*Instruction*.
Identify every line in the items below that contains the word "water", and copy each such line in full.

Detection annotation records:

■ ■ ■

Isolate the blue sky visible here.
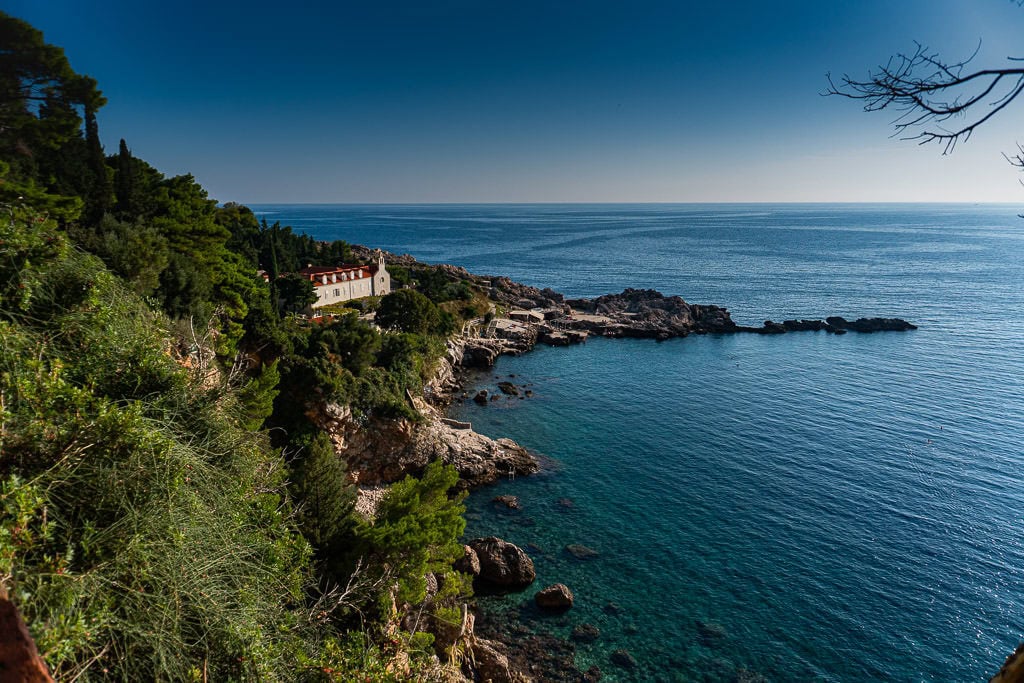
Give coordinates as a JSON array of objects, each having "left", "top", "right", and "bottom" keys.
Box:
[{"left": 12, "top": 0, "right": 1024, "bottom": 203}]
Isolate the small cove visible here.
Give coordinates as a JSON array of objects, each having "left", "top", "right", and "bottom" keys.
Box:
[{"left": 255, "top": 205, "right": 1024, "bottom": 682}]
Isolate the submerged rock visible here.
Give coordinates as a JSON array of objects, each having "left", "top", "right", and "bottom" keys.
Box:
[
  {"left": 696, "top": 620, "right": 729, "bottom": 647},
  {"left": 490, "top": 496, "right": 522, "bottom": 510},
  {"left": 452, "top": 546, "right": 480, "bottom": 577},
  {"left": 572, "top": 624, "right": 601, "bottom": 643},
  {"left": 469, "top": 536, "right": 537, "bottom": 590},
  {"left": 498, "top": 382, "right": 519, "bottom": 396},
  {"left": 608, "top": 649, "right": 637, "bottom": 669},
  {"left": 534, "top": 584, "right": 574, "bottom": 611},
  {"left": 565, "top": 543, "right": 601, "bottom": 560}
]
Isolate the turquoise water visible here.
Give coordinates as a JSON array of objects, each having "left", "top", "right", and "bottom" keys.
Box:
[{"left": 258, "top": 205, "right": 1024, "bottom": 681}]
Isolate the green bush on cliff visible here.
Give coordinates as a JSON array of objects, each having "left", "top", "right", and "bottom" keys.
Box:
[
  {"left": 0, "top": 209, "right": 314, "bottom": 680},
  {"left": 357, "top": 462, "right": 466, "bottom": 604}
]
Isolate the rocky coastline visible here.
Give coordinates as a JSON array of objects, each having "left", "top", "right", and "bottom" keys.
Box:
[{"left": 344, "top": 248, "right": 916, "bottom": 683}]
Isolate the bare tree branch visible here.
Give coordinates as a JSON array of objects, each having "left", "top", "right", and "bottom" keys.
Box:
[{"left": 823, "top": 43, "right": 1024, "bottom": 153}]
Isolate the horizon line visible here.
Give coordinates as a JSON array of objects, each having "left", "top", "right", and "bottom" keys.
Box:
[{"left": 239, "top": 199, "right": 1024, "bottom": 206}]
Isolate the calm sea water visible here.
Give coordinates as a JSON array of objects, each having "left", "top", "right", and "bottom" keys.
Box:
[{"left": 249, "top": 205, "right": 1024, "bottom": 681}]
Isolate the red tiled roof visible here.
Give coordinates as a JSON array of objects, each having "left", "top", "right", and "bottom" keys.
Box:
[{"left": 295, "top": 265, "right": 377, "bottom": 287}]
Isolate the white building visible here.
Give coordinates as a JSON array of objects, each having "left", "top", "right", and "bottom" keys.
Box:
[{"left": 296, "top": 250, "right": 391, "bottom": 309}]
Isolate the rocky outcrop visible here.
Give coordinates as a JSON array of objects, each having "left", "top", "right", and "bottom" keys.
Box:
[
  {"left": 534, "top": 584, "right": 574, "bottom": 611},
  {"left": 452, "top": 546, "right": 480, "bottom": 577},
  {"left": 467, "top": 638, "right": 529, "bottom": 683},
  {"left": 825, "top": 315, "right": 918, "bottom": 332},
  {"left": 735, "top": 315, "right": 918, "bottom": 335},
  {"left": 307, "top": 400, "right": 539, "bottom": 487},
  {"left": 469, "top": 536, "right": 537, "bottom": 590}
]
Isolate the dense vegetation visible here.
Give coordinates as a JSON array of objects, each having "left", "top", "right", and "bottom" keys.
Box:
[{"left": 0, "top": 13, "right": 481, "bottom": 681}]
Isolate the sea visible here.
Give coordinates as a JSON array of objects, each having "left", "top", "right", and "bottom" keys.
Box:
[{"left": 253, "top": 204, "right": 1024, "bottom": 682}]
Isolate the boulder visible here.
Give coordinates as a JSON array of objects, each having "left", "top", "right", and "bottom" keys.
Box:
[
  {"left": 490, "top": 496, "right": 522, "bottom": 510},
  {"left": 572, "top": 624, "right": 601, "bottom": 643},
  {"left": 608, "top": 649, "right": 637, "bottom": 669},
  {"left": 452, "top": 546, "right": 480, "bottom": 577},
  {"left": 469, "top": 536, "right": 537, "bottom": 589},
  {"left": 696, "top": 620, "right": 729, "bottom": 647},
  {"left": 534, "top": 584, "right": 573, "bottom": 611},
  {"left": 498, "top": 382, "right": 519, "bottom": 396},
  {"left": 565, "top": 543, "right": 600, "bottom": 560},
  {"left": 472, "top": 638, "right": 522, "bottom": 683}
]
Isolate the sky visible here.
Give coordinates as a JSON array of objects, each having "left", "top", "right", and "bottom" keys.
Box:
[{"left": 8, "top": 0, "right": 1024, "bottom": 203}]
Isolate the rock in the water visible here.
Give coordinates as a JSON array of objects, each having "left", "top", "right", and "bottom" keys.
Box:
[
  {"left": 608, "top": 649, "right": 637, "bottom": 669},
  {"left": 472, "top": 638, "right": 521, "bottom": 683},
  {"left": 572, "top": 624, "right": 601, "bottom": 643},
  {"left": 604, "top": 602, "right": 623, "bottom": 614},
  {"left": 452, "top": 546, "right": 480, "bottom": 577},
  {"left": 565, "top": 543, "right": 600, "bottom": 560},
  {"left": 490, "top": 496, "right": 522, "bottom": 510},
  {"left": 534, "top": 584, "right": 573, "bottom": 610},
  {"left": 825, "top": 315, "right": 918, "bottom": 332},
  {"left": 498, "top": 382, "right": 519, "bottom": 396},
  {"left": 696, "top": 620, "right": 729, "bottom": 647},
  {"left": 469, "top": 536, "right": 537, "bottom": 589}
]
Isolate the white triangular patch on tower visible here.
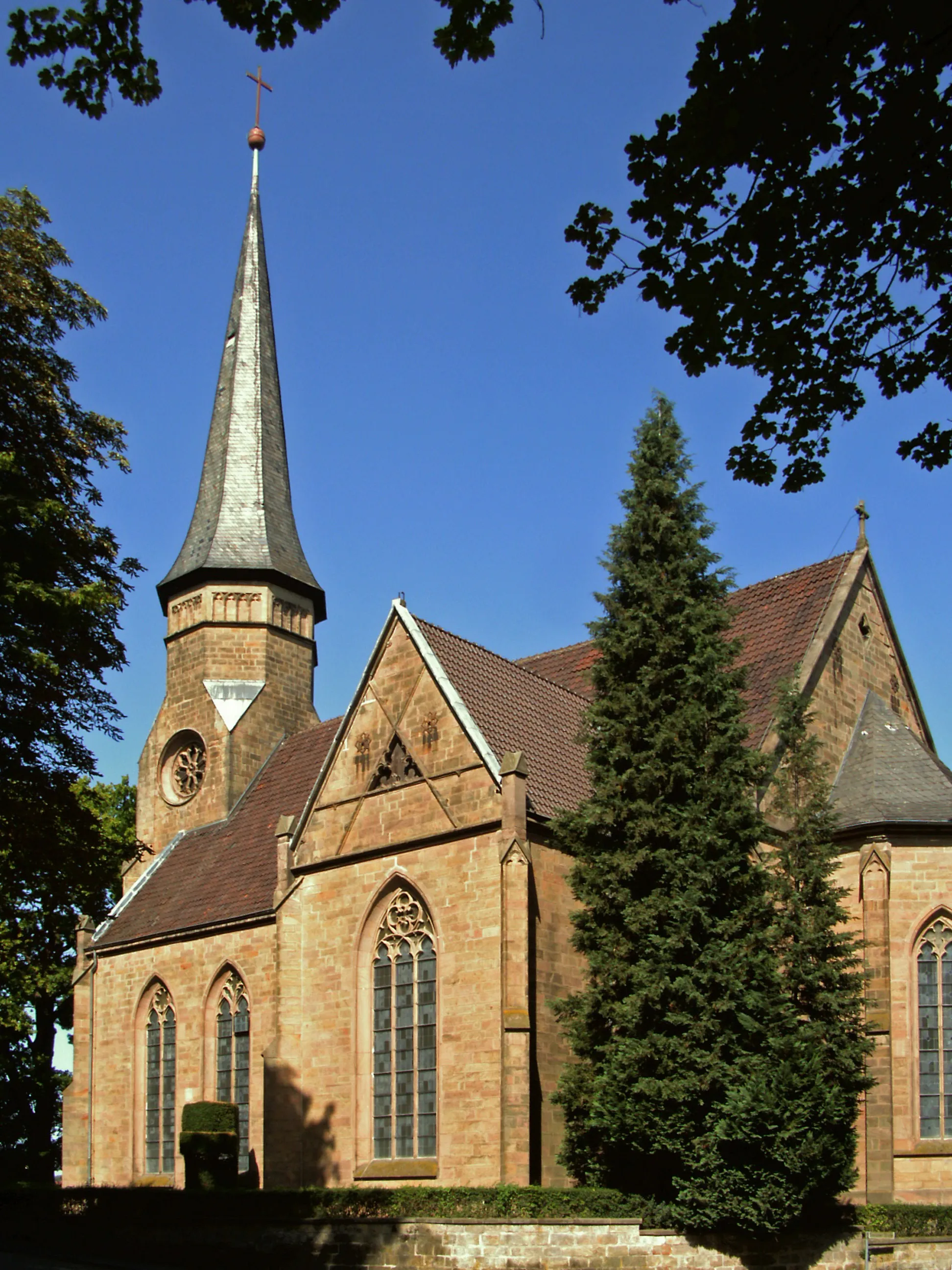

■ ■ ■

*Problem solution*.
Isolate the turquoise water visible here.
Isolate the calm sea water visible here.
Isolate the rock in the water visible here.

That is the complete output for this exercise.